Answer these questions using the article on The Waverly Gallery:
1. What was the programming theme of Lean Ensemble Theatre's first full season?
2. Besides The Waverly Gallery, which play does the article say that season included?
3. For which movie, which he also directed, is Lonergan said to be getting a lot of attention?

Extract to read:
►
All Articles
February 22, 2017

The Waverly Gallery: Kenneth Longergan’s Most Personal Work


Kenneth Lonergan has a Chekhovian knack for highlighting the beautiful humanity of his characters. He is perhaps better known for his plays Lobby Hero and This Is Our Youth, and his film You Can Count on Me, but The Waverly Gallery is his most personal work. As such, it fit in nicely to Lean Ensemble Theatre’s programming theme for its first full season: “A Season of Memories,” which also included The Glass Menagerie. Waverly Gallery revolves around a family’s experience as their matriarch slips further and further into dementia. Despite the gravity of the subject matter, the play is filled with comedy and delightful characters. It is no surprise to us that Mr. Lonergan is currently getting a lot of attention for his movie Manchester by the Sea, which he also directed.
◄
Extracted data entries
►
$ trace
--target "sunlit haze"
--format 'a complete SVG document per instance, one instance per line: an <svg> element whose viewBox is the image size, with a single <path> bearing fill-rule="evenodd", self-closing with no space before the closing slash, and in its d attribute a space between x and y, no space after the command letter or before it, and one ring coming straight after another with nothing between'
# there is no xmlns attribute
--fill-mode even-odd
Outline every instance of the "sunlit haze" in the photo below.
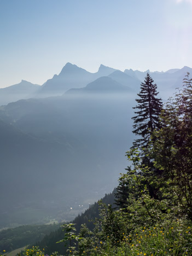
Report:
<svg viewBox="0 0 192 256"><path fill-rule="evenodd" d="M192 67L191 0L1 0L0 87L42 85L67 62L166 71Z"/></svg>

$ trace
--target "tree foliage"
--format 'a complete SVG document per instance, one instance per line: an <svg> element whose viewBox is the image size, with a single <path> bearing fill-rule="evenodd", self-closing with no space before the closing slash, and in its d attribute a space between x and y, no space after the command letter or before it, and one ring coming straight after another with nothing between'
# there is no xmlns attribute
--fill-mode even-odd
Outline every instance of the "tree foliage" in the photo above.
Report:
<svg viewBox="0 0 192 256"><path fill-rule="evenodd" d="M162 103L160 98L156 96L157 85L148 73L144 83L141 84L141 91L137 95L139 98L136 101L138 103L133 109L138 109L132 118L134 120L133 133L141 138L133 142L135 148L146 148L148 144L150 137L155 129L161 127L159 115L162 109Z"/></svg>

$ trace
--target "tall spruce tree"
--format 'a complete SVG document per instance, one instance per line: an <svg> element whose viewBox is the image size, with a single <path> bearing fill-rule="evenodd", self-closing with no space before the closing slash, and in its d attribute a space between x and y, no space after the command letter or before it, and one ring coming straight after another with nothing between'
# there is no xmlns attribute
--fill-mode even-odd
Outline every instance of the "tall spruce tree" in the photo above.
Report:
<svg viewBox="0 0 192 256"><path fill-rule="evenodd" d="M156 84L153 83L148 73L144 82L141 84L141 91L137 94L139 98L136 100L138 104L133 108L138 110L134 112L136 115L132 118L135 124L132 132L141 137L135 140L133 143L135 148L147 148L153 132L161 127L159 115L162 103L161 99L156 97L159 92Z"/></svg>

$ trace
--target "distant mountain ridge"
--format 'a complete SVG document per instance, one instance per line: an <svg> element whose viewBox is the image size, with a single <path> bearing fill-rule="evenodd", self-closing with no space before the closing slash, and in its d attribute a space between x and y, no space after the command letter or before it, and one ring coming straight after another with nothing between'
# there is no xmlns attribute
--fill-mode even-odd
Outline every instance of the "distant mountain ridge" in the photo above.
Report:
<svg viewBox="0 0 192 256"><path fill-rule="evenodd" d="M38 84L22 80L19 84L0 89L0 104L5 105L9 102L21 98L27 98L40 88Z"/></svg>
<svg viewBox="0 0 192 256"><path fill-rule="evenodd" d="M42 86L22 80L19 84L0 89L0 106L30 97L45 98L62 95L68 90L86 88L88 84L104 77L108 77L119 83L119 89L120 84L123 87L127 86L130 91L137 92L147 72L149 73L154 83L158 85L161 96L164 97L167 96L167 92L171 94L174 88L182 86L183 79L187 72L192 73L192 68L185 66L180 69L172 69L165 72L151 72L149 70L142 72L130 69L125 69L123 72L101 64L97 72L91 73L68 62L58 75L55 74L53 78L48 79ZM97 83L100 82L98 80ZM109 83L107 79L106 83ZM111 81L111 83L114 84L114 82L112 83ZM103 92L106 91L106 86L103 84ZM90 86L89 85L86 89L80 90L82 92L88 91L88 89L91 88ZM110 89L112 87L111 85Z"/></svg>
◄
►
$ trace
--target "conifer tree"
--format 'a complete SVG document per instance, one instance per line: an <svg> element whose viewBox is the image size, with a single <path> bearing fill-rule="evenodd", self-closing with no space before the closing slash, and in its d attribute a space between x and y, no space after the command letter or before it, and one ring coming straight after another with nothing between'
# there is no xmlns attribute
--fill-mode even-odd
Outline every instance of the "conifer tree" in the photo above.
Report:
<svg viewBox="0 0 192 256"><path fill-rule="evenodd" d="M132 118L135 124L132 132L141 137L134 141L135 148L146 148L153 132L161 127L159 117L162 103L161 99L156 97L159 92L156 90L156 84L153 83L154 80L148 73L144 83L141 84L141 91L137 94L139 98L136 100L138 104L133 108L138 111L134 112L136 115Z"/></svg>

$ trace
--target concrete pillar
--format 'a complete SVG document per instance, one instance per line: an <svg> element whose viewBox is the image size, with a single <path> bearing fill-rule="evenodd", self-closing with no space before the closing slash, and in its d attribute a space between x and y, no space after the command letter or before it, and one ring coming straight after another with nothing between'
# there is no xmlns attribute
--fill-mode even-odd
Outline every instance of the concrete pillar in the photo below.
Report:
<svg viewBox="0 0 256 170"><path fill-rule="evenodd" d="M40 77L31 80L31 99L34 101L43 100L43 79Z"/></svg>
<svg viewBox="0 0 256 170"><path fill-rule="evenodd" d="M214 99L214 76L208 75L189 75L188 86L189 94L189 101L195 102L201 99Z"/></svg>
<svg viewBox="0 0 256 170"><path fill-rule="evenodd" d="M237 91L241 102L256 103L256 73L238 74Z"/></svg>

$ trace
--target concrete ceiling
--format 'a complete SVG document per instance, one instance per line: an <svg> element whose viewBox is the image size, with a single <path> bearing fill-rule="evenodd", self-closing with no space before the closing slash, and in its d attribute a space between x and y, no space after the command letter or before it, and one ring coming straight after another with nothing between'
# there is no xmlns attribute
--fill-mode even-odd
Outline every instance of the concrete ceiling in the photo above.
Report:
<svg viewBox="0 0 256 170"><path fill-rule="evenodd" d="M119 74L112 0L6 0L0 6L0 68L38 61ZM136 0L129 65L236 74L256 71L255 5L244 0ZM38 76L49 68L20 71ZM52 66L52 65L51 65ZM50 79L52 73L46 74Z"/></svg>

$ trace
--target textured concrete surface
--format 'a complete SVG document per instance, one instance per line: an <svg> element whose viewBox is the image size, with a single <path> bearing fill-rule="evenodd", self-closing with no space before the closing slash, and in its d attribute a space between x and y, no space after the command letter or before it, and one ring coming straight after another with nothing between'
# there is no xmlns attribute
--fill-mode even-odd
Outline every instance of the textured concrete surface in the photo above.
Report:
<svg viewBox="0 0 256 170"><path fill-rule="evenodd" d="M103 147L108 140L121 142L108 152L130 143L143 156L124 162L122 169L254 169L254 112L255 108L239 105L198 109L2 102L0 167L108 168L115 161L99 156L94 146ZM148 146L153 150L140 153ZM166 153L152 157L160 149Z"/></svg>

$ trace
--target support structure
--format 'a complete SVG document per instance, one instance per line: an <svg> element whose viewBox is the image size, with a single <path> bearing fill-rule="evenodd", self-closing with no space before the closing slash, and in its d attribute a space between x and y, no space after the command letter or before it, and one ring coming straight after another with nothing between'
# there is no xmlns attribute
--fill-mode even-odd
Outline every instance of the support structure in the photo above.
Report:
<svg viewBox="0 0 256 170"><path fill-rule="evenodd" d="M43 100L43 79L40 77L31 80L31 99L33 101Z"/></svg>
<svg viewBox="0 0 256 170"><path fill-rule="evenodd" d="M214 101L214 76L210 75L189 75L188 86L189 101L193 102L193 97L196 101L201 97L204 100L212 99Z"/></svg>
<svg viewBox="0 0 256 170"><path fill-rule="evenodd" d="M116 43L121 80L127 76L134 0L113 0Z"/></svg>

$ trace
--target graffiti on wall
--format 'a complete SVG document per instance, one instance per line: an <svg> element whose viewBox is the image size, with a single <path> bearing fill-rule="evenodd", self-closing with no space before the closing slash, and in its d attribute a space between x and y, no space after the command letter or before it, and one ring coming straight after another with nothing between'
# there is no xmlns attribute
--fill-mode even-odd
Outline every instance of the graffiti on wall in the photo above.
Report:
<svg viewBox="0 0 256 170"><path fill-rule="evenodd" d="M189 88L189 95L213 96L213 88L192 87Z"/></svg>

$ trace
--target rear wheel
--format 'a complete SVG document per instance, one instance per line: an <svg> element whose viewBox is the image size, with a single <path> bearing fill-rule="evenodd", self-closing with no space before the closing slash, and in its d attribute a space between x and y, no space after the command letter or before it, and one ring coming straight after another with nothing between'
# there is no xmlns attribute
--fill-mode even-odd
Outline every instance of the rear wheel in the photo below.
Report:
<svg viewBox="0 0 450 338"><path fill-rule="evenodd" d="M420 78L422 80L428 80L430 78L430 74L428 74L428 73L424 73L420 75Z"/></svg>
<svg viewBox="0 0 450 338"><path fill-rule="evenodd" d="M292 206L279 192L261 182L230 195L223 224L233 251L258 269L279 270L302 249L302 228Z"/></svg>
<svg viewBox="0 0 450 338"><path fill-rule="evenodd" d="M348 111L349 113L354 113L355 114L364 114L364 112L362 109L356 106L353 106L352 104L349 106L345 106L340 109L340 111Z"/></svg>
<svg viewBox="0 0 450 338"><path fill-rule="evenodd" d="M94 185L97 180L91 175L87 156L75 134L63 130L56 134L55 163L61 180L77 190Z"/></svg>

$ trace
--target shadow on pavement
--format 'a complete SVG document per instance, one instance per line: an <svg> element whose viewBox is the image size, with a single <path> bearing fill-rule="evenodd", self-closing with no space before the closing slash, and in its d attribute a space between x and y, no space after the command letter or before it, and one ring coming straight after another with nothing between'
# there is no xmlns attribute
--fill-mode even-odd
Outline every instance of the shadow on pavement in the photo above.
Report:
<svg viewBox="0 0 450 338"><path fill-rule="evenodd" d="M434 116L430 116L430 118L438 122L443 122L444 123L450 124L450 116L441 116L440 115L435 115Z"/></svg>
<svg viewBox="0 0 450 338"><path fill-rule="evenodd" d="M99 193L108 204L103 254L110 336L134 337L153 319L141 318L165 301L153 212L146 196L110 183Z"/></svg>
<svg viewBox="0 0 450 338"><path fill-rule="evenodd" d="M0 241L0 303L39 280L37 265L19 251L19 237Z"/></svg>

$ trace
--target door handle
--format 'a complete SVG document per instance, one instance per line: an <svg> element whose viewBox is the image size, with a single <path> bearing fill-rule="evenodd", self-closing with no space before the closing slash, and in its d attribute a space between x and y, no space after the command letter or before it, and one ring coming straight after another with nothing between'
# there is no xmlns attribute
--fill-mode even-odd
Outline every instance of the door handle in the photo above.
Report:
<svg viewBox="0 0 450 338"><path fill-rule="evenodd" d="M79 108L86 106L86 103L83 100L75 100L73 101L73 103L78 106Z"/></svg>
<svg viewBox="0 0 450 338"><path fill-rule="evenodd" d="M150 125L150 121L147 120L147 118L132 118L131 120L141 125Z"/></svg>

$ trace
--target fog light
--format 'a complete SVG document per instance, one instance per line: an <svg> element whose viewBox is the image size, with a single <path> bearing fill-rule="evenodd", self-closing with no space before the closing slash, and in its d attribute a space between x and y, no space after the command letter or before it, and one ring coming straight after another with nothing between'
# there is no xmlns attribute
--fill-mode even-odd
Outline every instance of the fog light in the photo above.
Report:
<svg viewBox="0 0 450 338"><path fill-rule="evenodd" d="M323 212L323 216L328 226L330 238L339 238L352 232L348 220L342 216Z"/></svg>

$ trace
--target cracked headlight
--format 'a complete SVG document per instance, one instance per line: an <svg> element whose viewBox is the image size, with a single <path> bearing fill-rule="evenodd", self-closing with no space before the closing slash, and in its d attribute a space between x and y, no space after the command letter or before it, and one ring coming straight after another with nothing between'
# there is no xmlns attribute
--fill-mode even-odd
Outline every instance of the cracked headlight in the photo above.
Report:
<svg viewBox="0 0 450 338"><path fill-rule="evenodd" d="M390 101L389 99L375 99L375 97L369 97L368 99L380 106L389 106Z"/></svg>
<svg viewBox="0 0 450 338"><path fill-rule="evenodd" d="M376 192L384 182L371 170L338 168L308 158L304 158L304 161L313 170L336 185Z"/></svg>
◄
Expected answer:
1. "A Season of Memories"
2. The Glass Menagerie
3. Manchester by the Sea